### EXTRACTED RECORDS
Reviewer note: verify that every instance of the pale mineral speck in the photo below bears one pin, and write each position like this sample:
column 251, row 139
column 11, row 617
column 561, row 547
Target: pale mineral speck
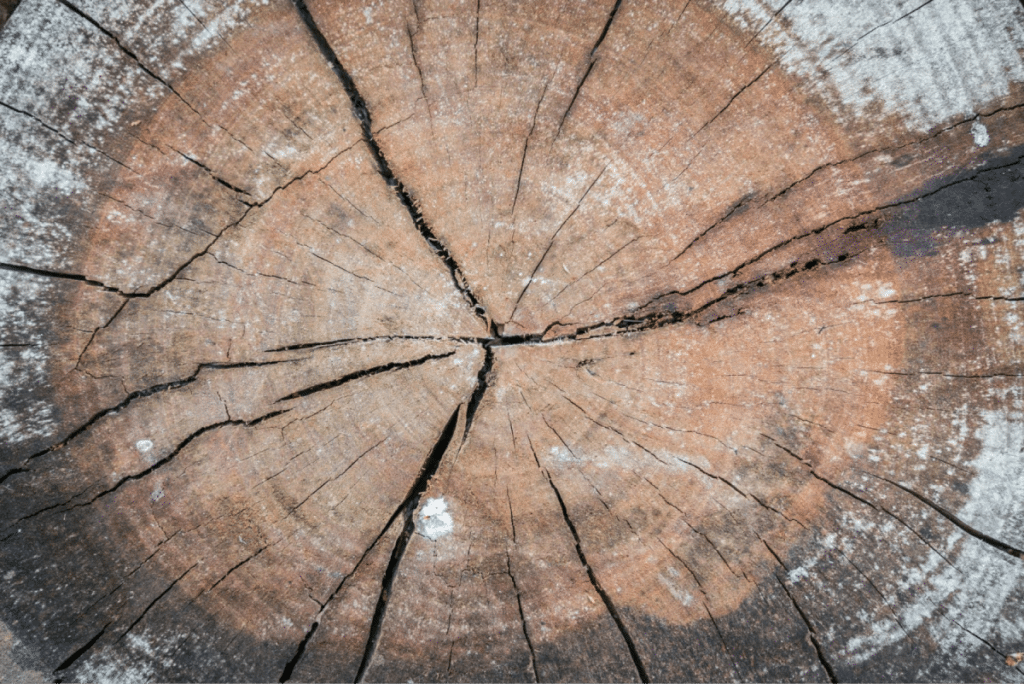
column 980, row 133
column 435, row 521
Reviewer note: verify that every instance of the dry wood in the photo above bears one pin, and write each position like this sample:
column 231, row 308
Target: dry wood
column 511, row 341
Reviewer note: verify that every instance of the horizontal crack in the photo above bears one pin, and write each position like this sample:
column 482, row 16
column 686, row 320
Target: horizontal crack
column 948, row 515
column 361, row 374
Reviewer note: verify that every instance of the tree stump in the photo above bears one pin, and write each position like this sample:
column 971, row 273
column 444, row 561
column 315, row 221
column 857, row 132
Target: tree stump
column 512, row 341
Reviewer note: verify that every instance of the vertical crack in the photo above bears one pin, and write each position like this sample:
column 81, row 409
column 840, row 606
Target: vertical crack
column 481, row 388
column 590, row 66
column 290, row 668
column 409, row 507
column 71, row 659
column 522, row 615
column 807, row 623
column 608, row 604
column 363, row 115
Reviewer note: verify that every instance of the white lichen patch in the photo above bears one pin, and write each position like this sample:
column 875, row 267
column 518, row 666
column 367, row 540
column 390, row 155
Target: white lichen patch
column 994, row 504
column 435, row 521
column 925, row 62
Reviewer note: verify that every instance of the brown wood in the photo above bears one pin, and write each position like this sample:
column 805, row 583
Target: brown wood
column 511, row 341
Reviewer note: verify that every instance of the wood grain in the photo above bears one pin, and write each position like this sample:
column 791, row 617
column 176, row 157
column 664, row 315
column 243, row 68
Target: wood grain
column 484, row 341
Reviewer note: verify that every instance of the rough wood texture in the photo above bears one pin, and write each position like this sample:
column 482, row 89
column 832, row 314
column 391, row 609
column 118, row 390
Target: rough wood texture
column 512, row 341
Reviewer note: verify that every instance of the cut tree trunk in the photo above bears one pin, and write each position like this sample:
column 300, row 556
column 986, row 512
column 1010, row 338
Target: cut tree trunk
column 512, row 341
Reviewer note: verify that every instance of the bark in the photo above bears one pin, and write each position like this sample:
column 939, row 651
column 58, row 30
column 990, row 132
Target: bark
column 486, row 341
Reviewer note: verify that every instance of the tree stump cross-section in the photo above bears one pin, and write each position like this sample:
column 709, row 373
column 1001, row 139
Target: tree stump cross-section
column 495, row 341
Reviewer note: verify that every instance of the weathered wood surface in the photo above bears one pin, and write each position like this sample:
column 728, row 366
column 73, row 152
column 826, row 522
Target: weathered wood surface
column 536, row 341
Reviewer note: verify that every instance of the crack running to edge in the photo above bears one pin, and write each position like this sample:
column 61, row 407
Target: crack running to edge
column 634, row 653
column 409, row 508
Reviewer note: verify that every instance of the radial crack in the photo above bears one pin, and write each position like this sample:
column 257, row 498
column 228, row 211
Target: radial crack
column 363, row 115
column 807, row 623
column 591, row 61
column 948, row 515
column 608, row 604
column 361, row 374
column 409, row 507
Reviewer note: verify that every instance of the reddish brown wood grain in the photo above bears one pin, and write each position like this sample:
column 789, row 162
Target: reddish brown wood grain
column 485, row 341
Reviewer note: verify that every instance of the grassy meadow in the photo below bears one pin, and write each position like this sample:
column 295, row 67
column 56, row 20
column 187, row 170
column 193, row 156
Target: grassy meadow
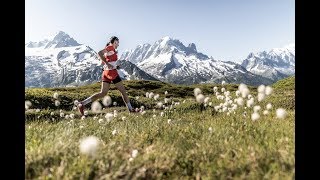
column 184, row 140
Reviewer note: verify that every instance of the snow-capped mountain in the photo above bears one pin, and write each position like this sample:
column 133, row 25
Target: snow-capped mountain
column 171, row 61
column 276, row 64
column 62, row 61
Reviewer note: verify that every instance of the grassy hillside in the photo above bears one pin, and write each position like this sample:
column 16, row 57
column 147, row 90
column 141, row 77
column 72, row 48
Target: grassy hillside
column 187, row 141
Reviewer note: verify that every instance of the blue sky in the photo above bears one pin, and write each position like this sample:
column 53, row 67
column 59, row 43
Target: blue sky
column 223, row 29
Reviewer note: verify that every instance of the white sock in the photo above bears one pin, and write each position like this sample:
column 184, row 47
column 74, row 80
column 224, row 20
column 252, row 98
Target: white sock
column 129, row 106
column 86, row 101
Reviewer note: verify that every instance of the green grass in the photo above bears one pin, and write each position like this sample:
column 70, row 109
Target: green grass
column 237, row 148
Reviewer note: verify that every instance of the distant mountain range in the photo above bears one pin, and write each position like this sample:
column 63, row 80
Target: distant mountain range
column 62, row 61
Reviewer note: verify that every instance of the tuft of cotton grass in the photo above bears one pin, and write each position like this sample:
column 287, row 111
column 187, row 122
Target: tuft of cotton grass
column 256, row 108
column 200, row 98
column 240, row 101
column 238, row 93
column 100, row 120
column 250, row 102
column 206, row 100
column 281, row 113
column 27, row 104
column 55, row 95
column 261, row 97
column 151, row 94
column 265, row 112
column 269, row 90
column 156, row 97
column 262, row 89
column 159, row 105
column 89, row 146
column 107, row 101
column 255, row 116
column 269, row 106
column 96, row 107
column 109, row 117
column 134, row 153
column 114, row 132
column 215, row 89
column 57, row 103
column 197, row 91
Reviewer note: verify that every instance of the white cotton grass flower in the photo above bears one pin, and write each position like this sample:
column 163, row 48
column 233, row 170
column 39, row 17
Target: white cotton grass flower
column 89, row 146
column 240, row 101
column 255, row 116
column 261, row 97
column 55, row 95
column 57, row 103
column 114, row 132
column 227, row 93
column 197, row 91
column 256, row 108
column 269, row 106
column 206, row 100
column 261, row 89
column 96, row 107
column 151, row 94
column 156, row 97
column 107, row 101
column 27, row 104
column 269, row 90
column 134, row 153
column 243, row 90
column 76, row 102
column 109, row 117
column 250, row 102
column 115, row 113
column 100, row 121
column 200, row 98
column 281, row 113
column 159, row 105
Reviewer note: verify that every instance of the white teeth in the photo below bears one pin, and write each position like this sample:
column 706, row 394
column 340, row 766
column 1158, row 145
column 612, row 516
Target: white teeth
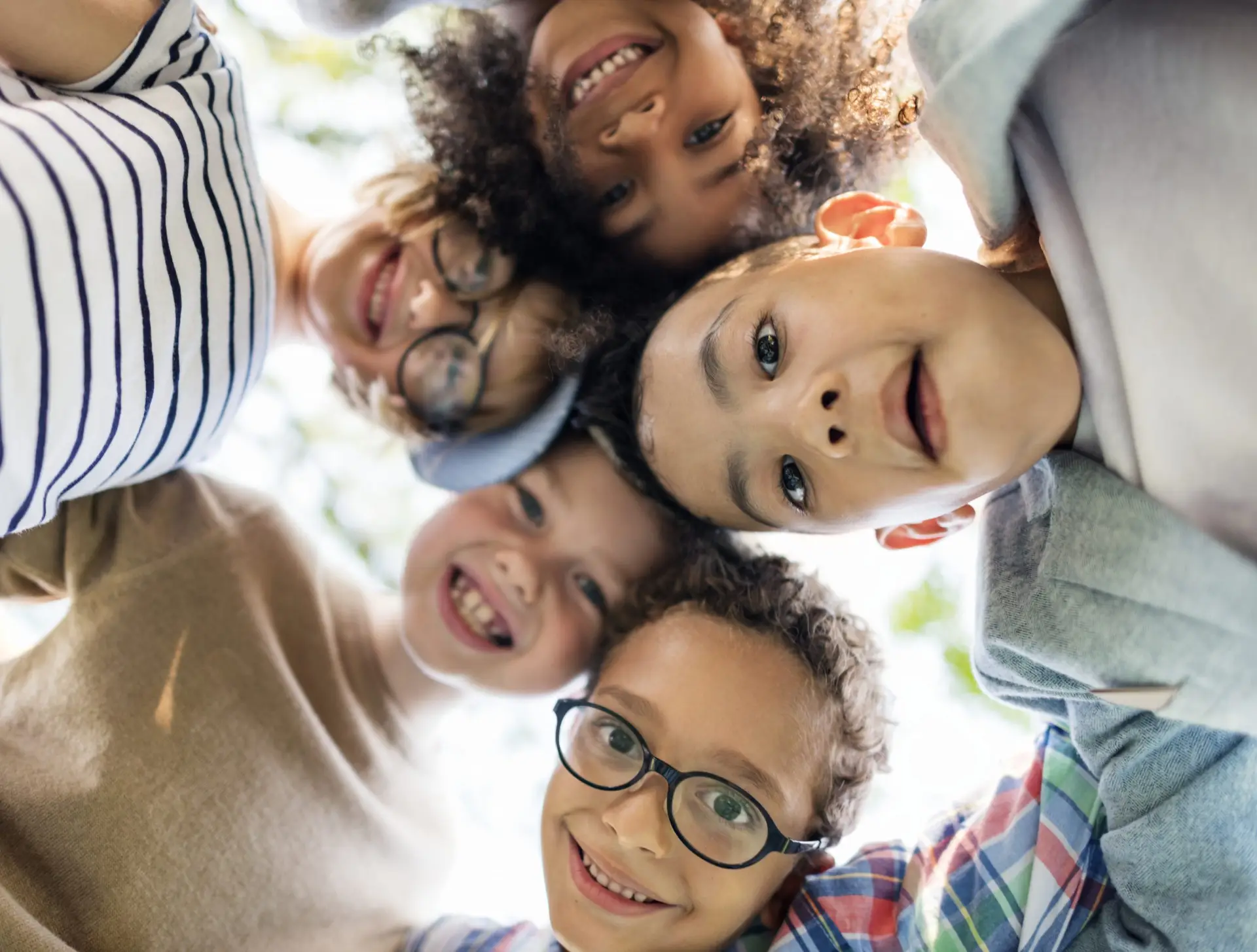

### DIRECTIONS
Reproduce all of the records above verbatim, line for line, leaving out the pictures.

### RESPONSE
Reviewer note: verify that every instance of the pale mineral speck in the photo below bears one pin, and write each position like this sample:
column 251, row 139
column 11, row 617
column 561, row 547
Target: pale mineral speck
column 980, row 133
column 435, row 521
Reviewer note: verify that every instance of the dry wood in the photo above bears one pin, and write each position like this sample:
column 231, row 308
Target: dry wood
column 511, row 341
Reviewer note: verify that every instance of the horizontal crack in the photo above bears one pin, and write each position like this sample:
column 482, row 16
column 686, row 320
Target: horizontal crack
column 948, row 515
column 361, row 374
Reviewer note: verify that every instance of the tree stump in the photo above bears one pin, and write each position like this sample:
column 971, row 273
column 444, row 561
column 315, row 221
column 857, row 132
Target: tree stump
column 512, row 341
Reviewer note: verify that every instance of the vertical crack in the photo above bears one pin, and write each position like this sample:
column 81, row 409
column 840, row 606
Target: vertical crack
column 481, row 388
column 590, row 66
column 290, row 668
column 409, row 507
column 71, row 659
column 522, row 615
column 807, row 623
column 608, row 604
column 363, row 115
Reviewer note: verify that every instance of the white lichen patch in the photo above bears one pin, and write each position like this sample:
column 875, row 267
column 518, row 666
column 367, row 540
column 390, row 155
Target: white lichen patch
column 994, row 504
column 435, row 521
column 925, row 62
Reviewer note: verify that every instance of the brown wood in the photo above bears one pin, and write each position like this sample:
column 805, row 583
Target: brown wood
column 511, row 341
Reviewer note: verify that every instance of the wood grain in the photo above bears one pin, and write each position like this sample:
column 791, row 617
column 176, row 157
column 664, row 315
column 243, row 68
Target: wood grain
column 484, row 341
Reviewer note: verify that every instance of the rough wood texture in the photo above bears one pin, and write each position like this sample:
column 482, row 89
column 832, row 314
column 391, row 609
column 118, row 390
Target: rough wood texture
column 512, row 341
Reviewer note: verify that every instance of the cut tree trunk in the photo above bears one pin, and write each position like this sample:
column 300, row 556
column 986, row 512
column 1010, row 338
Target: cut tree trunk
column 512, row 341
Reviewer note: verify that every instance of the bark in the photo above bears one pin, and write each position like this sample:
column 939, row 651
column 58, row 30
column 990, row 132
Target: bark
column 486, row 341
Reviewer note: verify that every instance of the tree stump cross-section in the photo above bears one pin, and write each position like this sample:
column 709, row 373
column 1001, row 139
Target: tree stump cross-section
column 495, row 341
Reviewer note: verify that every instance of the weathered wood surface in the photo above bears one pin, and write each position like this sample:
column 728, row 366
column 73, row 152
column 826, row 522
Target: weathered wood surface
column 536, row 341
Reviewer note: verify that every instance of the crack running to edge in the photo above bears one pin, and write each position like this sample:
column 61, row 407
Target: crack running to edge
column 634, row 653
column 409, row 508
Reviewer note: verify that every instance of the radial crack in the photo above bears one pin, and write each position like this sample:
column 257, row 498
column 228, row 211
Target: radial crack
column 363, row 115
column 807, row 623
column 591, row 61
column 948, row 515
column 608, row 604
column 361, row 374
column 409, row 507
Reviewer note: verify that every instance of the reddish brown wood grain in the photo above bears one pin, and write each position like this sample:
column 789, row 162
Target: reddish brown wood grain
column 485, row 341
Reviewer note: verify that every instance of the grassy meadow in the photo below bears one pin, and write each position like this sample:
column 295, row 67
column 56, row 20
column 187, row 170
column 193, row 156
Target: grassy meadow
column 184, row 140
Reviewer note: verify that every instance of the snow-capped mountain in the photo above bears one pin, and write each position like this sample:
column 133, row 25
Target: snow-capped mountain
column 171, row 61
column 276, row 64
column 62, row 61
Reviewer note: verify that every instance of the grassy hillside in the photo above bears one pin, and write each position like this sample:
column 16, row 57
column 147, row 90
column 141, row 77
column 72, row 48
Target: grassy hillside
column 187, row 141
Reviewer note: verify that every instance of the blue sky in the photo above bears one pin, and write each position like this sample:
column 53, row 67
column 59, row 43
Target: blue sky
column 223, row 29
Reviewer note: verify that every instance of the white sock in the photo above bears one pin, and write each position like this sample:
column 184, row 47
column 74, row 80
column 224, row 20
column 252, row 98
Target: white sock
column 129, row 106
column 86, row 101
Reviewer note: verify that every instance of the green grass in the photo above bears one pin, and write each position like this sample:
column 70, row 109
Target: green grass
column 237, row 148
Reviewer note: verify that every instance of the distant mountain range in the photo above bears one pin, and write each position like this sample:
column 63, row 80
Target: distant mountain range
column 62, row 61
Reviewer note: verify that every instance of the tuft of cotton grass in the photo above bears one pin, and write each position like this sample:
column 287, row 111
column 187, row 122
Target: tuft of cotton grass
column 256, row 108
column 200, row 98
column 240, row 101
column 238, row 93
column 100, row 120
column 250, row 102
column 206, row 100
column 281, row 113
column 27, row 104
column 55, row 95
column 261, row 97
column 151, row 94
column 265, row 112
column 269, row 90
column 156, row 97
column 262, row 89
column 159, row 105
column 89, row 146
column 107, row 101
column 255, row 116
column 269, row 106
column 96, row 107
column 109, row 117
column 134, row 153
column 114, row 132
column 215, row 89
column 57, row 103
column 197, row 91
Reviewer note: verify that every instance of the white cotton grass flower in the photo above bears one pin, and write each position like this sample:
column 163, row 48
column 233, row 170
column 39, row 17
Target: white cotton grass flower
column 89, row 146
column 240, row 101
column 255, row 116
column 261, row 97
column 55, row 95
column 57, row 103
column 114, row 132
column 227, row 93
column 197, row 91
column 256, row 108
column 269, row 106
column 206, row 100
column 261, row 89
column 96, row 107
column 151, row 94
column 156, row 97
column 107, row 101
column 27, row 104
column 269, row 90
column 134, row 153
column 243, row 90
column 76, row 102
column 109, row 117
column 250, row 102
column 115, row 113
column 100, row 121
column 200, row 98
column 281, row 113
column 159, row 105
Reviewer note: verify that every instance of the white teeth in the photo below bears one pin, and write each position like this sample:
column 706, row 394
column 340, row 766
column 1158, row 145
column 612, row 516
Target: white teeth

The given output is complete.